▶ [SHORT TASK]:
Pick out every row below that contains the word "tree", and copy each one.

====== GIVEN INFORMATION

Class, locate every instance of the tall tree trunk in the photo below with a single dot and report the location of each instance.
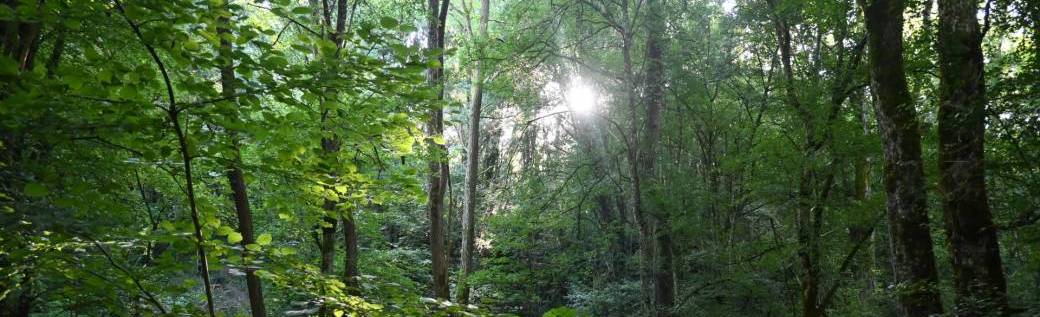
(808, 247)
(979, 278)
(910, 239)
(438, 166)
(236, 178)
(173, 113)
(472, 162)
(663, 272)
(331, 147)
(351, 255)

============
====== GIVEN INFORMATION

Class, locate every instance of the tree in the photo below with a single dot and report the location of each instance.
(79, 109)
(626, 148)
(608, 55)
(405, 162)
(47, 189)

============

▶ [THE REPLY]:
Class, locate every instance of the tall tree trunk in the photo below with a single dot and report the location of each instance.
Class, locate every instance of the tree in the photo below with a single dot and report the location of each instance.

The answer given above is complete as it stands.